## WORK ITEM
The required output consists solely of the lines from the line containing "Would you mind tagging the teal" through the end of the records, copied exactly.

## Collected data
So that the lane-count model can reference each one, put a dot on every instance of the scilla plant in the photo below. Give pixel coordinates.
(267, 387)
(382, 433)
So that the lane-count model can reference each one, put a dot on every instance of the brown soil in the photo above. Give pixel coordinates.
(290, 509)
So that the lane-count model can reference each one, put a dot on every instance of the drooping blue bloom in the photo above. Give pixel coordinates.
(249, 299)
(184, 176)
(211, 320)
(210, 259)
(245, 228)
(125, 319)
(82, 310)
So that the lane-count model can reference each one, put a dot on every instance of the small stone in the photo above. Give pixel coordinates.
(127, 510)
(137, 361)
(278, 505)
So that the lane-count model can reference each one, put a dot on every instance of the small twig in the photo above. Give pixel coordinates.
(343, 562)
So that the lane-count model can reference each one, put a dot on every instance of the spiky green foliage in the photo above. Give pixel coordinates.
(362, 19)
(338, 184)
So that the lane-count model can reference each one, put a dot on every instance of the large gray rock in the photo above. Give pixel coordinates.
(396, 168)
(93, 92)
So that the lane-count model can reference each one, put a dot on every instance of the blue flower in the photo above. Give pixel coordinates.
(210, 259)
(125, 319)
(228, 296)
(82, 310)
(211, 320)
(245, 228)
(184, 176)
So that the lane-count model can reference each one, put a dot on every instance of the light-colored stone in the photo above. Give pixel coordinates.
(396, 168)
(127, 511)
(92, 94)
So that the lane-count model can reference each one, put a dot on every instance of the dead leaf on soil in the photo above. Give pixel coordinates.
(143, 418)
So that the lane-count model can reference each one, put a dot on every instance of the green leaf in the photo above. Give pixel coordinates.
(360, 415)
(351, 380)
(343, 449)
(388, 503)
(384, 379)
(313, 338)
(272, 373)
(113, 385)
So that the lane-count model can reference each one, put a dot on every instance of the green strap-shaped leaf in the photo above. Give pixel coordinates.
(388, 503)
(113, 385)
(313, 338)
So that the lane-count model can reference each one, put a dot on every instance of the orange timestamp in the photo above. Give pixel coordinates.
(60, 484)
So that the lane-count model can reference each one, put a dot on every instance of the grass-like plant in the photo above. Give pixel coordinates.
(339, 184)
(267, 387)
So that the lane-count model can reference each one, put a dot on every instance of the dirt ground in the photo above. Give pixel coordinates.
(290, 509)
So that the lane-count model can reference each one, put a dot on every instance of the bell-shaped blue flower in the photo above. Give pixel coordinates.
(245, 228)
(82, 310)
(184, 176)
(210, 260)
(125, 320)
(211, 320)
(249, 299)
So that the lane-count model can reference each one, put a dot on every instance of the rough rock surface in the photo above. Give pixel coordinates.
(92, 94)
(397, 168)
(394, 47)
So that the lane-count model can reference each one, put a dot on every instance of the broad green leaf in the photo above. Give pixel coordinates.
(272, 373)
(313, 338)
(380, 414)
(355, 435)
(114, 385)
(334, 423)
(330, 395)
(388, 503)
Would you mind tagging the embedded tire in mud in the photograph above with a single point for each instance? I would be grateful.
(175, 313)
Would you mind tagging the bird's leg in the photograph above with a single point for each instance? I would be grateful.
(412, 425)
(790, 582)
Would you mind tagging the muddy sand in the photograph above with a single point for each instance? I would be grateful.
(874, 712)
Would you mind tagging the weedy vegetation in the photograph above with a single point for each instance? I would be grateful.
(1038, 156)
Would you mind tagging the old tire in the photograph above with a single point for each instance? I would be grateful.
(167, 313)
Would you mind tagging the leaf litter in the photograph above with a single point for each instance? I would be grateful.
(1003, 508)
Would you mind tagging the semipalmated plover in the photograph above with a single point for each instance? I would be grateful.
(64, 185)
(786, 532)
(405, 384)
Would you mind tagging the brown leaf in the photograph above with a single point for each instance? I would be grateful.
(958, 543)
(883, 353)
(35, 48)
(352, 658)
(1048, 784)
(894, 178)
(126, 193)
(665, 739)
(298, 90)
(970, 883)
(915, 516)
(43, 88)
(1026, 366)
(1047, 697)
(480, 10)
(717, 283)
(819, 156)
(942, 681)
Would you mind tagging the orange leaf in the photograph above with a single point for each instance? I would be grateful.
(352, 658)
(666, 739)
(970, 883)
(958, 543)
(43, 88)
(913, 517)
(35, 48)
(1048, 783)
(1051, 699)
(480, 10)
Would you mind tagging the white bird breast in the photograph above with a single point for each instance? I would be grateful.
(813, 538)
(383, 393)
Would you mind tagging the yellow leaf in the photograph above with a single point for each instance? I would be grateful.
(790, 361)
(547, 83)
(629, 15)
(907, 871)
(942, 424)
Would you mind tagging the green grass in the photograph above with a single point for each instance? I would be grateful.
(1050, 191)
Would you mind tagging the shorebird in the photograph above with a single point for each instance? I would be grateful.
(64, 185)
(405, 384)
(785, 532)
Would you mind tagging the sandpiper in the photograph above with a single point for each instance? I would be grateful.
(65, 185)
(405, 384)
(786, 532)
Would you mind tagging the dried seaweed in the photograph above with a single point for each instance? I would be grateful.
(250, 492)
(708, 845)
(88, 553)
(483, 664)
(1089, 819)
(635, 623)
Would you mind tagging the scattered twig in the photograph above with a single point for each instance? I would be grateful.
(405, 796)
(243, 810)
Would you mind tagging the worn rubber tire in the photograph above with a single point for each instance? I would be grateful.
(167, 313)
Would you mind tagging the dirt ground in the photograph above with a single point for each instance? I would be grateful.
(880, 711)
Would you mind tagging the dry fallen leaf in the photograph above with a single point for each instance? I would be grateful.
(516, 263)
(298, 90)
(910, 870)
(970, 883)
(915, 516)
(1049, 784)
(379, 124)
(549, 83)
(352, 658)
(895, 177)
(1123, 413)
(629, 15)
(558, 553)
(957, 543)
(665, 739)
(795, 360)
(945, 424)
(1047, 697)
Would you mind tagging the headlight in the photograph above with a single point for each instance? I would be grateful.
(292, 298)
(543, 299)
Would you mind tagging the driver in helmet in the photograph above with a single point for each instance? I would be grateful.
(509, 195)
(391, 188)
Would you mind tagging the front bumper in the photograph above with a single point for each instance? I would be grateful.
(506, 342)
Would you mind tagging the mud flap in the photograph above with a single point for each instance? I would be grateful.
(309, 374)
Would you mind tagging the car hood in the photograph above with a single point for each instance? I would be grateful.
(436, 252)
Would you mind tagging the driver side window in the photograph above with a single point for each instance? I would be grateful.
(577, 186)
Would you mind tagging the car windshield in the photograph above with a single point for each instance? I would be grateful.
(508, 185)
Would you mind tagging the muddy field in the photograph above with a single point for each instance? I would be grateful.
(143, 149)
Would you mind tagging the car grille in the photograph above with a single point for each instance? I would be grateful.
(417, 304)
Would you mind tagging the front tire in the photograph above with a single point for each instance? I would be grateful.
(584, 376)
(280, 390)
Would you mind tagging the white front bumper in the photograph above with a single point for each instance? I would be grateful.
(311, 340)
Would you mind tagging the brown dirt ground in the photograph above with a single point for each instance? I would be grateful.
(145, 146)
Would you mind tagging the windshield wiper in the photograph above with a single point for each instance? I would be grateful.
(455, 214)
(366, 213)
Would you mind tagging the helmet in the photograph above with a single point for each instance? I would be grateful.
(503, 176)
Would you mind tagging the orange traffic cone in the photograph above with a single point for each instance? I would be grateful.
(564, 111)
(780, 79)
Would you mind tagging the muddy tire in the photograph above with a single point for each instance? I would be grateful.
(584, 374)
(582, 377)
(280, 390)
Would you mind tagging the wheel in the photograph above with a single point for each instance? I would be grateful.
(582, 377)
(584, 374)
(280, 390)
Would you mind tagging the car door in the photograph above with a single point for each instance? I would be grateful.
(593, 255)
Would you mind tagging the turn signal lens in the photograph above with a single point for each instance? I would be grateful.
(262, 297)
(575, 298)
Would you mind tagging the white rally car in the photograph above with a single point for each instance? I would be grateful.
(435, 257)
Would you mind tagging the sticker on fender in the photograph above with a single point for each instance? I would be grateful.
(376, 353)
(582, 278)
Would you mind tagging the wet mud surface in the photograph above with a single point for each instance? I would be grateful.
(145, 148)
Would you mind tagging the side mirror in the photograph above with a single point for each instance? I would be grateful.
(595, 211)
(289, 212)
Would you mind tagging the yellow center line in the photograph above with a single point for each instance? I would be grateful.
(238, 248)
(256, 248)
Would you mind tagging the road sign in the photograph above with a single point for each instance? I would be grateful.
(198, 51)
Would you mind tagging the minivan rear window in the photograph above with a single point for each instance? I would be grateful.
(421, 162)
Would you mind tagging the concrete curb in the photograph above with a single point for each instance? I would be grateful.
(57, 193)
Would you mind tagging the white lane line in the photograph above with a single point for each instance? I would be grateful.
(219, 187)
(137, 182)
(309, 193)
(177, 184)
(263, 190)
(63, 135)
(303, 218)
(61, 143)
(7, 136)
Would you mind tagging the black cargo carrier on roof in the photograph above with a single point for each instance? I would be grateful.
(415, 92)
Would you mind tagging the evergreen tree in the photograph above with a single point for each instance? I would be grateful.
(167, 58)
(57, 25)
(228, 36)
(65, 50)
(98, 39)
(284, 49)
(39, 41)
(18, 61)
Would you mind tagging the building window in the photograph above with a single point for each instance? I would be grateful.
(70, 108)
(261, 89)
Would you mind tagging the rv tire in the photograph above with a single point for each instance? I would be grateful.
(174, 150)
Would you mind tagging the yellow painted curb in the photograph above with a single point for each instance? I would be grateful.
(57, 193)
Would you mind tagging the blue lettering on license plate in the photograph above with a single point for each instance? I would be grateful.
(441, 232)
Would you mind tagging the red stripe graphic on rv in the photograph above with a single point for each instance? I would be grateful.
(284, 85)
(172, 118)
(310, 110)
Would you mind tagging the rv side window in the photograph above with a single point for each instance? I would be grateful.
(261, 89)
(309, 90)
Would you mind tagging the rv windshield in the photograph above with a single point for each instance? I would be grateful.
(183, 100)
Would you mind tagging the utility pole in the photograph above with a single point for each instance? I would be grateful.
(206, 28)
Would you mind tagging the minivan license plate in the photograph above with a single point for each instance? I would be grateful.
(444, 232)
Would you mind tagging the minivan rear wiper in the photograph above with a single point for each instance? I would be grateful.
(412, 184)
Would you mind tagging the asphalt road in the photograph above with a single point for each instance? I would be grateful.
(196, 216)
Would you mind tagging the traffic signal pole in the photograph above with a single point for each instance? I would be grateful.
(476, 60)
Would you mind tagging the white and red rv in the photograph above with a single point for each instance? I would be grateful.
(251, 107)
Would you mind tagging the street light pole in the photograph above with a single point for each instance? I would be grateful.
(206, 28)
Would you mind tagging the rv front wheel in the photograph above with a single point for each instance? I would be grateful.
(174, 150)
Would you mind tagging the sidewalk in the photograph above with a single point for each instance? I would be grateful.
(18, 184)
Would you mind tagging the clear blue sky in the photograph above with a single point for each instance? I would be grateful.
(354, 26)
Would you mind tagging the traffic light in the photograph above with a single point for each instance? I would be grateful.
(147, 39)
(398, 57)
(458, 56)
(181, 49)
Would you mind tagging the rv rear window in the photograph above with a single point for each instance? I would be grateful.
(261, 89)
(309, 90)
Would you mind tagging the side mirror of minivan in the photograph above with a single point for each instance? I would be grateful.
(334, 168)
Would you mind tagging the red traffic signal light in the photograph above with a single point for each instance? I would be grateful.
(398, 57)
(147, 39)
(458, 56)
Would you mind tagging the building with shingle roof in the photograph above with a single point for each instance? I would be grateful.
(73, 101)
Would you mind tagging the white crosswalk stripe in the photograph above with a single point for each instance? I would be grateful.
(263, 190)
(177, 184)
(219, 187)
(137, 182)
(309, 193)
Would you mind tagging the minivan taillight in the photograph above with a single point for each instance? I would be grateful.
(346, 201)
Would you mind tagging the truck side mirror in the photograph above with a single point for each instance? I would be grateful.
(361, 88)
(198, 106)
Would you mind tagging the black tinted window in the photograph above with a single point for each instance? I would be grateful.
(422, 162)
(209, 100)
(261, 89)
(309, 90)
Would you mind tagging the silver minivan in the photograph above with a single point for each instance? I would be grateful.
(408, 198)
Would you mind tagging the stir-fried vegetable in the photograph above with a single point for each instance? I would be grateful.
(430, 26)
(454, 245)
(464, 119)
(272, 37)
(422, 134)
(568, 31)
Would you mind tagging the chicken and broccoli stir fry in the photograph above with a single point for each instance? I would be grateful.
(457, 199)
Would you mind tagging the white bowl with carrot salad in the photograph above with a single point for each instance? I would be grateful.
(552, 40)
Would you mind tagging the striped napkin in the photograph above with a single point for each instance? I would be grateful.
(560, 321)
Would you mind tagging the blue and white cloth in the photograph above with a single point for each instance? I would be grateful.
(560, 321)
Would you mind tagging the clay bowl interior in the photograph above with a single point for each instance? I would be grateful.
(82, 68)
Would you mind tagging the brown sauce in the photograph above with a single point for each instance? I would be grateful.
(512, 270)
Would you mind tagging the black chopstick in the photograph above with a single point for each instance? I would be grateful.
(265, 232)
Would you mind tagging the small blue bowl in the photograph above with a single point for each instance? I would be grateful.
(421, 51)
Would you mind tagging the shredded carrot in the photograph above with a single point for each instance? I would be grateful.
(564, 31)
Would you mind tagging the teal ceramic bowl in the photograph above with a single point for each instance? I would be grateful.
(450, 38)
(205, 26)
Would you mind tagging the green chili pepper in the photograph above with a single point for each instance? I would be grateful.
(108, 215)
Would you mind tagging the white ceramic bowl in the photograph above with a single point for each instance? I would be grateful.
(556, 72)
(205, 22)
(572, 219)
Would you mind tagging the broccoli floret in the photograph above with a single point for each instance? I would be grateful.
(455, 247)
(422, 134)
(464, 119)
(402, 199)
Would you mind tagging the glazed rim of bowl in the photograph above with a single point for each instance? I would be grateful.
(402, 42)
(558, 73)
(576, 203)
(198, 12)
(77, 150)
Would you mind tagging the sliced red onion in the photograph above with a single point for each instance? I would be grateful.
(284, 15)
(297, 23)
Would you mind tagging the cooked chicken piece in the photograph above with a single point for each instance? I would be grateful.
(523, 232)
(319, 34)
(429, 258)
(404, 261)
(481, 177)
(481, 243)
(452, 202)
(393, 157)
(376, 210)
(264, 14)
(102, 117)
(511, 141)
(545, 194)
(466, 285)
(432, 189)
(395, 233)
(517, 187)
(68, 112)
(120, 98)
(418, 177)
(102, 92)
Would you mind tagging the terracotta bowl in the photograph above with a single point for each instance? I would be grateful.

## SOLUTION TO THE EXERCISE
Would you mind tagging the teal ceramic bowl in the photograph above with a single point for each instance? I would be grateful.
(450, 38)
(205, 26)
Would you mind tagging the green chili pepper in the photograph above with a single point for each instance? I would be grateful.
(108, 215)
Would you mind tagging the white ceramic bowl in the photograph above with a single point for each instance? I would be grateful.
(556, 72)
(205, 22)
(572, 219)
Would you mind tagging the broccoli floret in the photograph above with a single point for each instance? I would be grateful.
(455, 247)
(422, 134)
(464, 119)
(402, 199)
Would you mind tagging the glazed rim of bowl in the photograph above with a single point for each instance? I would be grateful.
(402, 42)
(558, 73)
(576, 203)
(198, 12)
(77, 150)
Would you mind tagging the sliced red onion in the photograph above with a single point for each instance? I would be grateful.
(284, 15)
(297, 23)
Would you mind tagging the cooked chicken piece in the photograph above with a single point for each instance? I would be grateful.
(523, 232)
(319, 34)
(429, 258)
(404, 261)
(481, 177)
(481, 243)
(452, 202)
(393, 157)
(376, 210)
(264, 14)
(102, 117)
(511, 141)
(545, 194)
(466, 285)
(432, 189)
(395, 233)
(517, 187)
(68, 112)
(120, 98)
(418, 177)
(102, 92)
Would you mind tagging the terracotta bowl in the photograph above with a single point for each instance? I would be grateful.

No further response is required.